| Selection |
------------------------------
Domingo Alberto Tarasconi (20 December 1903 – 3 July 1991) was an Argentine football forward. Raising from Club Atlético Atlanta, he played most of his career for Boca Juniors where he won 9 official titles and became the all-time 4th. He was also a top scorer in the history of the club behind Martín Palermo, Roberto Cherro, and Francisco Varallo.

Apart from those achievements with the club, Tarasconi was Primera División topscorer on five occasions between 1922 and 1934, being also one of the all-time top scorers in the league, having scored 208 goals in 289 matches between 1921 and 1934.

Tarasconi also played for the Argentina national football team, winning the silver medal and being topscorer of the Summer Olympics held in Amsterdam in 1928 with 11 goals in 4 matches. His outstanding performance in the competition still holds a record. With Argentina, he also won two Copa América titles in 1925, and 1929.

Tarasconi was also mentioned in the tango Patadura, released in 1928 and performed by legend Carlos Gardel.

Career 

Tarasconi's first steps in football were in Atlanta, where he debuted in 1921. One season later he moved to Boca Juniors where he became one of the all-time top scorers not only of the club but of Primera División. During his ten years in the team, Tarasconi played 226 official matches, scoring 186 goals. He also won 9 titles with Boca Juniors.

He scored 7 goals in the successful 1925 tour to Europe being the 2nd scorer of the tour behind Manuel Seoane. He was also top scorer of Primera División in 1922, 1923, 1924, and 1927.

After Tarasconi left Boca Juniors in 1932 there are no records of any match played by him until 1934 where he joinded Sportivo Barracas, which played in the official association (AFA) that remained amateur opposed to dissident Liga Argentina de Football (LAF), the first professional league in the country. Tarasconi only played 6 matches there with no goals scored before moving to 	General San Martín , where he played 20 matches with 16 goals within the same season.

In 1935 Tarasconi moved to Sportivo Barracas, finishing his career in Argentinos Juniors, where he played 8 matches in the 1936 season before retiring from the activity.

Tarasconi won 9 titles with Boca Juniors and two Copa América with the Argentina national team. He played 24 games for Argentina, netting 18 goals between 1922 and 1929. He also played in the 1928 Olympic games where he finished as tournament top scorer. Tarasconi is still the 13th highest scoring player in the history of the Argentina national football team.
------------------------------
| Tasks to carry out |
1 > Quote everything in the football biography from "He scored 7" down to "from the activity.".
2 > Pick out each line of the records that contains the word "tree".
The football biography and the records have nothing to do with each other.
------------------------------
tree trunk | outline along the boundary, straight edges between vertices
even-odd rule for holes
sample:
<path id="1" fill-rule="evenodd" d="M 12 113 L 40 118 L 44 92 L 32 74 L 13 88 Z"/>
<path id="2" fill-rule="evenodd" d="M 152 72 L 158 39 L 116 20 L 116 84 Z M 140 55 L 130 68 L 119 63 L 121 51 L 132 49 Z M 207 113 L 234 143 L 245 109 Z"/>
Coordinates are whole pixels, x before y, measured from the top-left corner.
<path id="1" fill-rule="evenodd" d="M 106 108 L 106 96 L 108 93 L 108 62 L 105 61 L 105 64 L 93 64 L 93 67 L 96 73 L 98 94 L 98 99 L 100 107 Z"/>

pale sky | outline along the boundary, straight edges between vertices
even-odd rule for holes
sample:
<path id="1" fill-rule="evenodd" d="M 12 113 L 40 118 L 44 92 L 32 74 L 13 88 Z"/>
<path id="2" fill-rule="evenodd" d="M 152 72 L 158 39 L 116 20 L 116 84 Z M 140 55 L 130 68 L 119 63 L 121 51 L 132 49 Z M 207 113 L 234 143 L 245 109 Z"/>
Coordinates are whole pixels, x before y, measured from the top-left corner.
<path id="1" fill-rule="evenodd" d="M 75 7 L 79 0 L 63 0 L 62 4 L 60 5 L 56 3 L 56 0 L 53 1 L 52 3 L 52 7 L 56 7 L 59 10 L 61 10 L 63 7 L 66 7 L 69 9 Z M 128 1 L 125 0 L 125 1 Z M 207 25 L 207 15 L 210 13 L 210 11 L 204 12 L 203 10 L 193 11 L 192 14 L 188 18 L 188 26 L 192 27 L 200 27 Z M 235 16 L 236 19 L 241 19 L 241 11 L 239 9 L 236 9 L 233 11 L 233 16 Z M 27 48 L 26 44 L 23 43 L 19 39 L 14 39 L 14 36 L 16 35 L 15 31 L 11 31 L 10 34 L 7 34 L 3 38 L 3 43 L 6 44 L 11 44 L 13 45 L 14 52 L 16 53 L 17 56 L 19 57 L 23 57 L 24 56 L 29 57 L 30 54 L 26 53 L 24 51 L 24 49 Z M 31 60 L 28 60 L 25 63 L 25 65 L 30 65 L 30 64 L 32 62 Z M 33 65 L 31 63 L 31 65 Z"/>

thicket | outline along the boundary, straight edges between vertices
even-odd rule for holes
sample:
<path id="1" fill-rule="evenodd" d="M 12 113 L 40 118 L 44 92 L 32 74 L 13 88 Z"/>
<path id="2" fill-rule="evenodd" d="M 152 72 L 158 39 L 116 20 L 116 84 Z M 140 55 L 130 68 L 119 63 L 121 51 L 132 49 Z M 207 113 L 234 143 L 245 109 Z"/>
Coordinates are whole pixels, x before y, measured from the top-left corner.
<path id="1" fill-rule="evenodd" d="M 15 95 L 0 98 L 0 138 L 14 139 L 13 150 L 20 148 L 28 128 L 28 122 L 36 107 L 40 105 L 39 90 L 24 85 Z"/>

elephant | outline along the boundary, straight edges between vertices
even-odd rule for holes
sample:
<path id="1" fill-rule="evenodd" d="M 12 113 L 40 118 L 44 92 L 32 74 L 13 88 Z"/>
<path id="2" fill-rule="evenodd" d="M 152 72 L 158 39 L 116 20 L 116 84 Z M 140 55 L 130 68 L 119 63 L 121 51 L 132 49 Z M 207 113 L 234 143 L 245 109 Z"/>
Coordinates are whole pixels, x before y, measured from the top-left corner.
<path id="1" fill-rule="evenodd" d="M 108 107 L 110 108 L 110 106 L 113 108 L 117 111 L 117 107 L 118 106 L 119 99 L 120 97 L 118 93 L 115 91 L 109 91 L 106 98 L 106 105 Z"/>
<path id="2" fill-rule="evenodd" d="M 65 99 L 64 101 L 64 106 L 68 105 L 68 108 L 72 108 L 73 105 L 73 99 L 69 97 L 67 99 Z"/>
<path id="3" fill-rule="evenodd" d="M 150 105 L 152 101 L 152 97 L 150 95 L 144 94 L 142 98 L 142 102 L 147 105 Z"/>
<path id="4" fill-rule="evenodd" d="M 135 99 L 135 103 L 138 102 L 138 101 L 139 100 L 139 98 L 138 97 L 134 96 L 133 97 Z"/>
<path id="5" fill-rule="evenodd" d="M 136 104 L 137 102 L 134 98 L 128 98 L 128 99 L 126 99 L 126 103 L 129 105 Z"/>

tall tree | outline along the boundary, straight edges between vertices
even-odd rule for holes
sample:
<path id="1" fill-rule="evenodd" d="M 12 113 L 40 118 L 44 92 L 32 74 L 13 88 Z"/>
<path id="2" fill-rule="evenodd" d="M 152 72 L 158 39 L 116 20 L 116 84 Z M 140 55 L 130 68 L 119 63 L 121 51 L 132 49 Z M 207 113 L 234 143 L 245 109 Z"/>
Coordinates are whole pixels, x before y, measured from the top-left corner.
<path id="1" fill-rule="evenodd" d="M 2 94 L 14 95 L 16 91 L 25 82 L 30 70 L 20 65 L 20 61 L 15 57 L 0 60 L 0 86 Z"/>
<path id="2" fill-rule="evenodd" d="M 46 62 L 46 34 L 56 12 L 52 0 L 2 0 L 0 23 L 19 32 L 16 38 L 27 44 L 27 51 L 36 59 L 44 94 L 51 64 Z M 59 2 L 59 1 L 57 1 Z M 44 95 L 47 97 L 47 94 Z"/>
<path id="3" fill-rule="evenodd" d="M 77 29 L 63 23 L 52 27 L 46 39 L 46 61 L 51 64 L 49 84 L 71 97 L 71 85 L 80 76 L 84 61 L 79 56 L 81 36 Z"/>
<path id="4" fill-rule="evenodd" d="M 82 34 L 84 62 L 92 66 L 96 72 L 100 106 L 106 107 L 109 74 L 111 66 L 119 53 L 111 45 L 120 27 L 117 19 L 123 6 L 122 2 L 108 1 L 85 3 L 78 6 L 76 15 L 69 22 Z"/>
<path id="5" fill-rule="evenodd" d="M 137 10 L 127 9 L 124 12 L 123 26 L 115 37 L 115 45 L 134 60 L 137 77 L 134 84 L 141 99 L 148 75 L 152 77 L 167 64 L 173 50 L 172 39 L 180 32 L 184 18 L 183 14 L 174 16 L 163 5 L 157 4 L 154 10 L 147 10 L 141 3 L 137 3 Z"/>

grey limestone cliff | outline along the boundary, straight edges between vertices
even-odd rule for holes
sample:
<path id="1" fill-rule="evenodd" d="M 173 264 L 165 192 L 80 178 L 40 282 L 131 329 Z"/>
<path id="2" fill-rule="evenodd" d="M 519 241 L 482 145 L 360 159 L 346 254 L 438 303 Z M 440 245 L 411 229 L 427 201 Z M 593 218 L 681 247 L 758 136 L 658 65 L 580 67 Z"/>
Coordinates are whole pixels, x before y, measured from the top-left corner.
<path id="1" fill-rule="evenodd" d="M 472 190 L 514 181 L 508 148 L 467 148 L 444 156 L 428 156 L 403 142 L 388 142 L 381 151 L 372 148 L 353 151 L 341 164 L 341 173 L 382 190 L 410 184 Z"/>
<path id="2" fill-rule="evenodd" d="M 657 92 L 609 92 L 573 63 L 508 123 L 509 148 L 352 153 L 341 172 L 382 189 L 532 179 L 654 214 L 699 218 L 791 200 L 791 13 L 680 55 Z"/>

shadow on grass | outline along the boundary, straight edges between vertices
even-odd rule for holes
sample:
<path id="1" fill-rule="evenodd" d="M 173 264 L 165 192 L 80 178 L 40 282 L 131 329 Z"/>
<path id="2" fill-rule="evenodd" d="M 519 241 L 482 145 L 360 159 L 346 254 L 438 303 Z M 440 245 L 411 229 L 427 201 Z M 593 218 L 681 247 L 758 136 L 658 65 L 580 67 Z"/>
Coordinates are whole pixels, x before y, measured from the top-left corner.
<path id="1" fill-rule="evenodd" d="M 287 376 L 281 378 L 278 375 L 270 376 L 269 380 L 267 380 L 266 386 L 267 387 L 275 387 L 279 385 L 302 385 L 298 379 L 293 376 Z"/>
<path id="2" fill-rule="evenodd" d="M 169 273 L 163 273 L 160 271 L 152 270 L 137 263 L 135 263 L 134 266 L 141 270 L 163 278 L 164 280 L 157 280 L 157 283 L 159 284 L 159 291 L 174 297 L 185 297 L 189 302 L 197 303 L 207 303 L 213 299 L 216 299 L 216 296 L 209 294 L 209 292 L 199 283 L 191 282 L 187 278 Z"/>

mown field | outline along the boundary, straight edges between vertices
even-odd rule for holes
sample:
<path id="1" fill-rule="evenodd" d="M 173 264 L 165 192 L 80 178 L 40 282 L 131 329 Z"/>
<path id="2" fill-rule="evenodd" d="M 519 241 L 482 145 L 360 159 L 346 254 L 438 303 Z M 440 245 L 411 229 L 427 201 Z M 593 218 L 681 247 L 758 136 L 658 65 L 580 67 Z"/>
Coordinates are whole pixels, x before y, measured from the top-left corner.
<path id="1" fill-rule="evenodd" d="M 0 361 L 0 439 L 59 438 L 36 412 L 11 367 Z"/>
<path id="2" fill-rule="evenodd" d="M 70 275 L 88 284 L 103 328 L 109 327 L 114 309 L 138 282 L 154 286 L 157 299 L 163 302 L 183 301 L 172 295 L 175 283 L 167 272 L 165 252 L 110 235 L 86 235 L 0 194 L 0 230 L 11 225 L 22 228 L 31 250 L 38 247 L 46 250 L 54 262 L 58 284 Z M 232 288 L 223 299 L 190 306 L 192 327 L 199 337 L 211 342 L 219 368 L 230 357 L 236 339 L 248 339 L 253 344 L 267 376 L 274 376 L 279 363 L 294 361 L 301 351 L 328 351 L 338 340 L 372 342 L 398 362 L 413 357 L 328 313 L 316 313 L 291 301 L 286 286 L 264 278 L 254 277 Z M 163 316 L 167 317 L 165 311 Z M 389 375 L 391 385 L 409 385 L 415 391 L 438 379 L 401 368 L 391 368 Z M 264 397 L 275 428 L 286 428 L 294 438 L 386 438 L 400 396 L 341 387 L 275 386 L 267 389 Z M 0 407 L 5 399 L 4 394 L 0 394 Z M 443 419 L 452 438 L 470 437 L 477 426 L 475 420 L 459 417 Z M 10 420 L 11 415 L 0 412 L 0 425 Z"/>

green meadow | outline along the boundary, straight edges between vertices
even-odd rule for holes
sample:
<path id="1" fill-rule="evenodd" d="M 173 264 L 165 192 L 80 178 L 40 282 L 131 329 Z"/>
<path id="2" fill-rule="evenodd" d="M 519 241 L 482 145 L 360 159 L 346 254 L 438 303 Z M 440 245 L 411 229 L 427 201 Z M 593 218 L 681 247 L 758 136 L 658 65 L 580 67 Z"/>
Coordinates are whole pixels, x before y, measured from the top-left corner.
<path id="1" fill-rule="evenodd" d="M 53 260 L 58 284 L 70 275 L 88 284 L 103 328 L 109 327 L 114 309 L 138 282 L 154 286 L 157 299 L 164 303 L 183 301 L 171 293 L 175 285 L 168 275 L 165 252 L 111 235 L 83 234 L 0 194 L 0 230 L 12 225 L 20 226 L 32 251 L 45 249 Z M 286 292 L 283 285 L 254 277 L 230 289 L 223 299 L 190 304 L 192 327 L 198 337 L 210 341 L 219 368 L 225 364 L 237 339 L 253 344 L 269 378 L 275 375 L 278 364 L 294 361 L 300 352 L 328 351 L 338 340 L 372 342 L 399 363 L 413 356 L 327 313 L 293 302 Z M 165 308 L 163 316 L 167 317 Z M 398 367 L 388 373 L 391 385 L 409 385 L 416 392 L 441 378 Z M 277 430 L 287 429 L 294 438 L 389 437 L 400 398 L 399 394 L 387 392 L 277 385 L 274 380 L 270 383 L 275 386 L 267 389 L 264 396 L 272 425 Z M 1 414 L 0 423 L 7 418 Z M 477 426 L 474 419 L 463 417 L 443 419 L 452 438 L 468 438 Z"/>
------------------------------
| Task answers |
1 >
He scored 7 goals in the successful 1925 tour to Europe being the 2nd scorer of the tour behind Manuel Seoane. He was also top scorer of Primera División in 1922, 1923, 1924, and 1927.

After Tarasconi left Boca Juniors in 1932 there are no records of any match played by him until 1934 where he joinded Sportivo Barracas, which played in the official association (AFA) that remained amateur opposed to dissident Liga Argentina de Football (LAF), the first professional league in the country. Tarasconi only played 6 matches there with no goals scored before moving to 	General San Martín , where he played 20 matches with 16 goals within the same season.

In 1935 Tarasconi moved to Sportivo Barracas, finishing his career in Argentinos Juniors, where he played 8 matches in the 1936 season before retiring from the activity.

2 >
tree trunk | outline along the boundary, straight edges between vertices
tall tree | outline along the boundary, straight edges between vertices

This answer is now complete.